• _WRITTEN REQUEST_
Tally the lines of the records that contain the word "standing", with case counting, and give only that number.
** begin **
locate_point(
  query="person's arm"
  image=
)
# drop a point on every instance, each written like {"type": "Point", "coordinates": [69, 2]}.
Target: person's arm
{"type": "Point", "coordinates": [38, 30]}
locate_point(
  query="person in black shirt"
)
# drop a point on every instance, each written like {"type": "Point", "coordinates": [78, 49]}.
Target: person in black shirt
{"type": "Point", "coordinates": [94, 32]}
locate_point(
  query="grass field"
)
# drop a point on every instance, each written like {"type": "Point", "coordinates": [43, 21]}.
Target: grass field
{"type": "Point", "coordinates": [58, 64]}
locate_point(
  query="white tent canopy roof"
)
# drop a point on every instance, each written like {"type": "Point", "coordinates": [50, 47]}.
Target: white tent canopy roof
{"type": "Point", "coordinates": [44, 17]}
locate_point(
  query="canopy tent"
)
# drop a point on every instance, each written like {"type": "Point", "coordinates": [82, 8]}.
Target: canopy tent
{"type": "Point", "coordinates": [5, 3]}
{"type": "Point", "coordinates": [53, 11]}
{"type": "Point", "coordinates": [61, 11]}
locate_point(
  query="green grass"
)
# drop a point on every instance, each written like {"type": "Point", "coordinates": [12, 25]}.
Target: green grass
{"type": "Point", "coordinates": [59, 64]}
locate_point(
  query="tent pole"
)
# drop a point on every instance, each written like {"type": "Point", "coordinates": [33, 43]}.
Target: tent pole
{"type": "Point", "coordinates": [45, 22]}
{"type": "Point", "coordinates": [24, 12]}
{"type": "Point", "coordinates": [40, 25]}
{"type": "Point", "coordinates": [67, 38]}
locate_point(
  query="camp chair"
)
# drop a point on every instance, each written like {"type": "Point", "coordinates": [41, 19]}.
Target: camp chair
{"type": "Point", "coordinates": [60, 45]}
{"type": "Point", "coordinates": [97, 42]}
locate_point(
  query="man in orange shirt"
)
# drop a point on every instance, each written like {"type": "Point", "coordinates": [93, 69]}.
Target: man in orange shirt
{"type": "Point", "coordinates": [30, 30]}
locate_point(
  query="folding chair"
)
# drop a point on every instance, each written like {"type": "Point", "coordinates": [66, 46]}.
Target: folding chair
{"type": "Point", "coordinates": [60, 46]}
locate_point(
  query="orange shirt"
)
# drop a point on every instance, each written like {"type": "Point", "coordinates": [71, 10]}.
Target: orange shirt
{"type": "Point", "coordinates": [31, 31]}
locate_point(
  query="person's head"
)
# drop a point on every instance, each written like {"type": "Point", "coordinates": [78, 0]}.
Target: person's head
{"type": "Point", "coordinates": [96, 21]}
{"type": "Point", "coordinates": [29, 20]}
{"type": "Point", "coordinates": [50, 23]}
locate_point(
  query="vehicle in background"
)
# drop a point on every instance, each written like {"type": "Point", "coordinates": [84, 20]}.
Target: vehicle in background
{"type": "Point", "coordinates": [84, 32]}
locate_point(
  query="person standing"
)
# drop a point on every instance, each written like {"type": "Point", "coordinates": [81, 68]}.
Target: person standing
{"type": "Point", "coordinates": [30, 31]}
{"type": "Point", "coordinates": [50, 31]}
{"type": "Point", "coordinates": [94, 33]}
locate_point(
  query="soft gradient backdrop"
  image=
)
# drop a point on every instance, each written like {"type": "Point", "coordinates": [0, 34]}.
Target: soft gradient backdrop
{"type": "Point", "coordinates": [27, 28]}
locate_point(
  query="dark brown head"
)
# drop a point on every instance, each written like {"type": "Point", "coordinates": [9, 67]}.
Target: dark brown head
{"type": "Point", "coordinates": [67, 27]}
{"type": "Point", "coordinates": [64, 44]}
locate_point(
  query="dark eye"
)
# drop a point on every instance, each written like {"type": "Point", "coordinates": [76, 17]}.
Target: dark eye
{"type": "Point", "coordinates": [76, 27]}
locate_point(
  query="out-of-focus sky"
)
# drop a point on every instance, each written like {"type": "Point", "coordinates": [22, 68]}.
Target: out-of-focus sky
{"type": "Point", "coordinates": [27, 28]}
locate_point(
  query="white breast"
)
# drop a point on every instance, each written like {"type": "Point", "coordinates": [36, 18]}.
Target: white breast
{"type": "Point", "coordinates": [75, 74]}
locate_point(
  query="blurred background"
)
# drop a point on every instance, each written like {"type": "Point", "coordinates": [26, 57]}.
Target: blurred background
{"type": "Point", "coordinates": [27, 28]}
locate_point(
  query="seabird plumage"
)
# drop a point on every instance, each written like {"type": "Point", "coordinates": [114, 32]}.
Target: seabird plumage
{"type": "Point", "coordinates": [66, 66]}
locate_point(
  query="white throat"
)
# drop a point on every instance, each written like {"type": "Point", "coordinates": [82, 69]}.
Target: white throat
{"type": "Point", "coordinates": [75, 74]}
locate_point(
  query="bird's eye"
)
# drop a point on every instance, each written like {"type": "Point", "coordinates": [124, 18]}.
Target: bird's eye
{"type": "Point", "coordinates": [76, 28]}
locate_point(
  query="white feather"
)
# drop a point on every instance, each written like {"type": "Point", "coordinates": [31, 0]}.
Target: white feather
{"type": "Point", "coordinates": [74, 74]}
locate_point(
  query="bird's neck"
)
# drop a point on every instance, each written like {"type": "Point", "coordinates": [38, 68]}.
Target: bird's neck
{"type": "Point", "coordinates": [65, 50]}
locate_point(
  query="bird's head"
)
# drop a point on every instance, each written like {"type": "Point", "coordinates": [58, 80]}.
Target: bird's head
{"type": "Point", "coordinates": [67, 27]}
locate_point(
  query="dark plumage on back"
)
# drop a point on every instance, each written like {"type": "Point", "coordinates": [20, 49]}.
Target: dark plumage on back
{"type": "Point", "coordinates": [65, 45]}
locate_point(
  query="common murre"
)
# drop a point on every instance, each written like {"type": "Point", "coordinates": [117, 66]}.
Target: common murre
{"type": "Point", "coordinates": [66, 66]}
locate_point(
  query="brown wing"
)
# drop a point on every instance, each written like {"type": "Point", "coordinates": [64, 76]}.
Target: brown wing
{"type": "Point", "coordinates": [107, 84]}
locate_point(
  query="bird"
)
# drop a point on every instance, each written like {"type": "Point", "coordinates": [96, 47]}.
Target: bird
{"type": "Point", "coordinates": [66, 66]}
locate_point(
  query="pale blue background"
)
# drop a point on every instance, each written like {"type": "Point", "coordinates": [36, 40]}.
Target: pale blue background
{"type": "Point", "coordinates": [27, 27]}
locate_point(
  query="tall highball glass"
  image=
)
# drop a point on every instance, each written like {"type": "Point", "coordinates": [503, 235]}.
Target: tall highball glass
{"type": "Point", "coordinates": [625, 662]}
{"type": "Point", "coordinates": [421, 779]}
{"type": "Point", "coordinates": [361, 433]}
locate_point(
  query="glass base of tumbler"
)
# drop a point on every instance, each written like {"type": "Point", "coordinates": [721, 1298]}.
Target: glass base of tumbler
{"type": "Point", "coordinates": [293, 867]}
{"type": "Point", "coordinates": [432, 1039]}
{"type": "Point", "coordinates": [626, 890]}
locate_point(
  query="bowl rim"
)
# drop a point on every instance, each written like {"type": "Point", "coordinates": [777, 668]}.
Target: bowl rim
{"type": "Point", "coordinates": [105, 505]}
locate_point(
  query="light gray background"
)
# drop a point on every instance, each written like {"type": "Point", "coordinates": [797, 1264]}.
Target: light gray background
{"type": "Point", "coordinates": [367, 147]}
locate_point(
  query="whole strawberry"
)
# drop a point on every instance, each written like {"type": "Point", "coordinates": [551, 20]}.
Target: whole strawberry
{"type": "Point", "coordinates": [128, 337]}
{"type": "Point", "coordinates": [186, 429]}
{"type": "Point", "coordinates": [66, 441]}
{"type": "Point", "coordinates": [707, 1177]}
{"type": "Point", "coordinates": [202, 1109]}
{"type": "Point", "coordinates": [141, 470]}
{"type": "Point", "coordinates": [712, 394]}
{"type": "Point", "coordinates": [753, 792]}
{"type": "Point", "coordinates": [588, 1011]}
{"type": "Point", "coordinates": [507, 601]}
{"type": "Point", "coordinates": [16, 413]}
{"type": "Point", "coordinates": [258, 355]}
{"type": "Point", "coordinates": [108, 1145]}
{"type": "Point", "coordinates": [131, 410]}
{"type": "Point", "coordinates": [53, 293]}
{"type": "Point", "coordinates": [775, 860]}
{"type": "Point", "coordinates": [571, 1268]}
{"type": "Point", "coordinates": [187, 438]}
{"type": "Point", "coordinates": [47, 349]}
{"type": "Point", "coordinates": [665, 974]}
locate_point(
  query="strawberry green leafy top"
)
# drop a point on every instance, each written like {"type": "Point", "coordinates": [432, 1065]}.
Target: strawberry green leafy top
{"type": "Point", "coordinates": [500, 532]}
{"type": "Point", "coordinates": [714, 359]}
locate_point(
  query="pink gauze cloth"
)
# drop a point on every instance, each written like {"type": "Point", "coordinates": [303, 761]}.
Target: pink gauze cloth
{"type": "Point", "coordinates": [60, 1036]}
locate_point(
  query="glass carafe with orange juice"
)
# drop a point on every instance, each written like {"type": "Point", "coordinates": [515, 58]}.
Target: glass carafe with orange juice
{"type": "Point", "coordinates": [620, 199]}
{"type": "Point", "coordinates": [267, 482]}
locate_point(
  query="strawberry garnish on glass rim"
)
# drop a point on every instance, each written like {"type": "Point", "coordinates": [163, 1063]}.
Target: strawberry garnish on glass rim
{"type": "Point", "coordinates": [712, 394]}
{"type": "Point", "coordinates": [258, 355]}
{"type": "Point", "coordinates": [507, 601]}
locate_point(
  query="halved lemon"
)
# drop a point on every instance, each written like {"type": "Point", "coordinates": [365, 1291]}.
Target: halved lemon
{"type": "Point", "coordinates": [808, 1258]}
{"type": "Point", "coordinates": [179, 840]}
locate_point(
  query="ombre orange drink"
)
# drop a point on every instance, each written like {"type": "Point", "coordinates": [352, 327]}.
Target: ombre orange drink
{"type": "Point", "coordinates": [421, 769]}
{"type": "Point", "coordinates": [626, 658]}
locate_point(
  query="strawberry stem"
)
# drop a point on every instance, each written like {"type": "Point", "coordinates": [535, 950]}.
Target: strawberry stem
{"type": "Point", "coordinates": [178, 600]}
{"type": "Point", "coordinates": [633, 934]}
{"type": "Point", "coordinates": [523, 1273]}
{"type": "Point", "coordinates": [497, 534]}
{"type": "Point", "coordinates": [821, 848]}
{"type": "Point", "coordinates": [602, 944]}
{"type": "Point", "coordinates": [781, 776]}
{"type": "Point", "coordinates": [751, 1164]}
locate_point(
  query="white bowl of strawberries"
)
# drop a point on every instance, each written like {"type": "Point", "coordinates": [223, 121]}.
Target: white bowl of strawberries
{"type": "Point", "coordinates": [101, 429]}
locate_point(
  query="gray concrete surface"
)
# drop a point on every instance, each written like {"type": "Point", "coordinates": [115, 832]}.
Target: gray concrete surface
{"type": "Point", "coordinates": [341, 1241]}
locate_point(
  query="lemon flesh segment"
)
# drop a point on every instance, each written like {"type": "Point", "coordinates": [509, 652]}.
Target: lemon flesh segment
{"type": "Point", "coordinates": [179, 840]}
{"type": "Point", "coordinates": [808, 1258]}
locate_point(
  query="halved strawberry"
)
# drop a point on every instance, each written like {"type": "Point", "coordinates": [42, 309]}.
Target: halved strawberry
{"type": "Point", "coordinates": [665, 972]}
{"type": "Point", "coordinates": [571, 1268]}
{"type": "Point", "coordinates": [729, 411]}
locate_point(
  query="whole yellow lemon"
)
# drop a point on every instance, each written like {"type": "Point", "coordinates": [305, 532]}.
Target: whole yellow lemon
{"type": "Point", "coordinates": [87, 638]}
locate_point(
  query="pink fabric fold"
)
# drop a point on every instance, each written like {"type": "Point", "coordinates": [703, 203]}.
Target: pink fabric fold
** end **
• _ANSWER IN FULL_
2